-- Required tasks --
1. Translate this sentence from the employee handbook passage into Spanish: "Every single person wants to be part of something bigger than themselves."
2. Rewrite the employee handbook passage from "This good gal" to "a common goal.", substituting "colleagues" for "co-workers".

-- Quoted text --
..............................
This good gal entrepreneur stuff also works when your employees read it, and when your employees start to complain to each other, instead of to you, about discrimination.  When you get wind of it, you can point out: the company has a policy against it that says to complain to me or (alternative person).  I’m going to look into this for you.  However, next time, I expect you to complain to someone who can fix it instead of just talking to your co-workers about it.

7. It gives your team a common goal.

I’m not just talking about a corporate values statement here. (I do believe in these.  If the top leader works to make it real, instead of lip service).  Your employee handbook should tell your employees: here’s why I founded this business and what I am working to accomplish. Be proud to work here.  We are working together to accomplish [building custom homes on time and on budget], [caring for the terminally ill and their families in the loving, respectful environment], or simply [our mission is to be the ____ of choice in this geographic area].

Every single person wants to be part of something bigger than themselves. Writing your bigger vision the employee will help you reach – on page 1 – immediately makes the employee feel part of something bigger.  This isn’t a J-O-B. You are part of something bigger that matters.

8. It documents your non-negotiables.

You might be worrying, but I haven’t even made a good list of what my non-negotiables are.  That’s fine.  You can change it later.  But I challenge you to set a timer for 5 minutes and think of the characteristics you expect of your team.

Here are mine I wrote down a few years ago. Maybe I’d change it now.  But it’s my habit to go over these 7 characteristics of all successful The Malcom Firm, P.C., employees within the 1st hour on the job:

  1. Honest and Truthful.
  2. Dependable
  3. Coachable
  4. Be Professional.
  5. Confidentiality is key. << See how this is specific to my business of the law.
  6. Communicate Professionally, and Like You Are Human.
  7. Produce Quality Work.

So what’s your list?

Please, swipe my list and make it fit your business if you don’t already have one.  Need to change it later?  Fine.  You can.  Just start.

While you’re at it, please just comment below and tell me what your required characteristics of successful employees.

Wouldn’t it be awesome to compile a list and learn from each other?

9. It tells juries, government investigators and would-be plaintiffs your values.

Remember that manager that discriminated against the pregnant lady?  If you owned that business, it would have been better if your policy included the word “pregnancy” in your discrimination policy. That way, if you got an EEOC charge of discrimination, you can say you had the proper policy in place, but she didn’t follow it.  That’s why you wrote her up when you found out about it.  If she does it again, she’s gone.

Even better, you can make sure you ask hiring managers “who was the best candidate and why?”  If anything seems a little off, pull out your policy and check it.  You’re worried that the best candidate on paper was in a wheelchair when they showed up?  Well, we don’t discriminate based on disability or handicap, so let’s hire the best person for the job.

10. You’re ready for the jury.

Has your business been sued yet?  Do you think your first lawsuit will come from a customer, a vendor or an employee?
..............................
-- Data section --
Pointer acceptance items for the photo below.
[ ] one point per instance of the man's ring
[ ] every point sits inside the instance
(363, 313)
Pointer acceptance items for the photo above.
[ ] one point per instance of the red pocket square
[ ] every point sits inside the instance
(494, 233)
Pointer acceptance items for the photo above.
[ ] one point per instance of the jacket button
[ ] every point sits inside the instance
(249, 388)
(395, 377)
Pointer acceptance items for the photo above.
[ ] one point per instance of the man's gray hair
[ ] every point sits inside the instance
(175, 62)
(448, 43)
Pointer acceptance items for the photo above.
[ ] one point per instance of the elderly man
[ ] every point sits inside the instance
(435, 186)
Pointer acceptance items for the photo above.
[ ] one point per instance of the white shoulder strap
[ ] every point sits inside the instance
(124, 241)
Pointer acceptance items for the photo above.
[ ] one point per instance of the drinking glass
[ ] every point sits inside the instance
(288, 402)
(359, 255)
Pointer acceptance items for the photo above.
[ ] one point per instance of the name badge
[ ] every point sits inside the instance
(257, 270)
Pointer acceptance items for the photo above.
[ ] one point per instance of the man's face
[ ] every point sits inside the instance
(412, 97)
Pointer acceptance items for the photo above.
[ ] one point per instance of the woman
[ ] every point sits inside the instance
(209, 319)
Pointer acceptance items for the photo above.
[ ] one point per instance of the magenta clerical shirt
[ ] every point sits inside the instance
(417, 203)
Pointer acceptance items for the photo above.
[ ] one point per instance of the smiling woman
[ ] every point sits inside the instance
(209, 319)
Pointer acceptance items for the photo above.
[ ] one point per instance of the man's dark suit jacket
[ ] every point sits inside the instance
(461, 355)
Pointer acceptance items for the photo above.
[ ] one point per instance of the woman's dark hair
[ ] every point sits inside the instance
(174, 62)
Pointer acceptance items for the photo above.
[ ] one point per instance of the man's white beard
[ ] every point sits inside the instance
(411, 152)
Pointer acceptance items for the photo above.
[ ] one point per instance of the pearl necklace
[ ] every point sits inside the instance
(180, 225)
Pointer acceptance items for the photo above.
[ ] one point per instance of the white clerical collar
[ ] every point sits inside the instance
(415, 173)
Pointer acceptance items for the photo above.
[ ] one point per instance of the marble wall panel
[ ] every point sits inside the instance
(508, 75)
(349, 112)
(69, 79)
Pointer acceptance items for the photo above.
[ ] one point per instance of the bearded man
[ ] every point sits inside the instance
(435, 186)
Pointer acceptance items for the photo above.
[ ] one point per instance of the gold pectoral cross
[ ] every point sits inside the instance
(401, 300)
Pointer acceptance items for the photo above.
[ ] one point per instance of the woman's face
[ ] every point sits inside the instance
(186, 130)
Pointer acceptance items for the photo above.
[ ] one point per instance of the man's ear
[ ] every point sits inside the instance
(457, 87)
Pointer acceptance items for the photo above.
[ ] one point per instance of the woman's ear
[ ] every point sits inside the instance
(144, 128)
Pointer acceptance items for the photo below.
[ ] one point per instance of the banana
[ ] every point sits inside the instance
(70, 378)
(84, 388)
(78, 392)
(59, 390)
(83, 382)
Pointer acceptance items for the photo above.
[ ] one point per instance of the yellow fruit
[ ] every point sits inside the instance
..............................
-- Answers by task --
1. Cada persona quiere formar parte de algo más grande que sí misma.

2.
This good gal entrepreneur stuff also works when your employees read it, and when your employees start to complain to each other, instead of to you, about discrimination.  When you get wind of it, you can point out: the company has a policy against it that says to complain to me or (alternative person).  I’m going to look into this for you.  However, next time, I expect you to complain to someone who can fix it instead of just talking to your colleagues about it.

7. It gives your team a common goal.